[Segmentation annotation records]
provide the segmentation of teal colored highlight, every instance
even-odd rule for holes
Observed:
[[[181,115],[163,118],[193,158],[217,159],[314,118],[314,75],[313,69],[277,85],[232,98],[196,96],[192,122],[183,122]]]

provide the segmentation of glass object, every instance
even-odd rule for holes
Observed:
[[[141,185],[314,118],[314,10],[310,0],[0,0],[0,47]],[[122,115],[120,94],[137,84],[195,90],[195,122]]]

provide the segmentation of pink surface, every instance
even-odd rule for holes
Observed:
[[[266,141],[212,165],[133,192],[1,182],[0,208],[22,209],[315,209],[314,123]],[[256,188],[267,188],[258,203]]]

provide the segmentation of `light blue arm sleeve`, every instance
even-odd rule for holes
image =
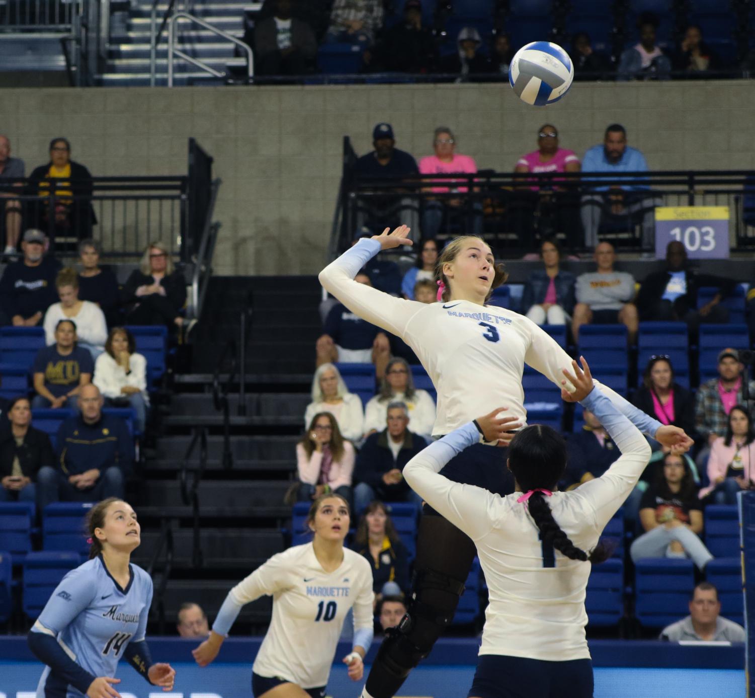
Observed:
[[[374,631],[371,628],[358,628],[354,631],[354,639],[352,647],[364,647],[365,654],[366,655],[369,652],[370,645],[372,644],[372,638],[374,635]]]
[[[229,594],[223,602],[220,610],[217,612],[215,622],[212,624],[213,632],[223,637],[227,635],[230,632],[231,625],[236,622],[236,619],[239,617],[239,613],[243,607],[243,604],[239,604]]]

---

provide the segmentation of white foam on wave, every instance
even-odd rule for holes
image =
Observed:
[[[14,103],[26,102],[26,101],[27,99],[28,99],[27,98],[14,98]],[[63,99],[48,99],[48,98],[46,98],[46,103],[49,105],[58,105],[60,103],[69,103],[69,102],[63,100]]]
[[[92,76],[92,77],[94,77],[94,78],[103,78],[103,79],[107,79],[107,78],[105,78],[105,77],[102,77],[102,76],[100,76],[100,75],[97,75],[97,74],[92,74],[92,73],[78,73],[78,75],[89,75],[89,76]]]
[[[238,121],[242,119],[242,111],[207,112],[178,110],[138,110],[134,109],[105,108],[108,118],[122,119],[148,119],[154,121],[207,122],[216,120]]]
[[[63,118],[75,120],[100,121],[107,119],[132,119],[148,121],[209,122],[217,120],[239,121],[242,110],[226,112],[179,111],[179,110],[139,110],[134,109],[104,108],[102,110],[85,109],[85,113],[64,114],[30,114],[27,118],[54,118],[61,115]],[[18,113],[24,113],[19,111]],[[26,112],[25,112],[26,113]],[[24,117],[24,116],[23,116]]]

• [DIRECTION] Copy out each line of the records above that contains the word "provide". Only count matches with the same upper and lower case.

• [CORRECT OUTPUT]
provide the segmentation of teal colored highlight, every instance
provide the segmentation of glass object, every instance
provide the segmentation of pink surface, every instance
provide the segmentation of `light blue arm sleeve`, every instance
provide the segmentation of white foam on wave, every instance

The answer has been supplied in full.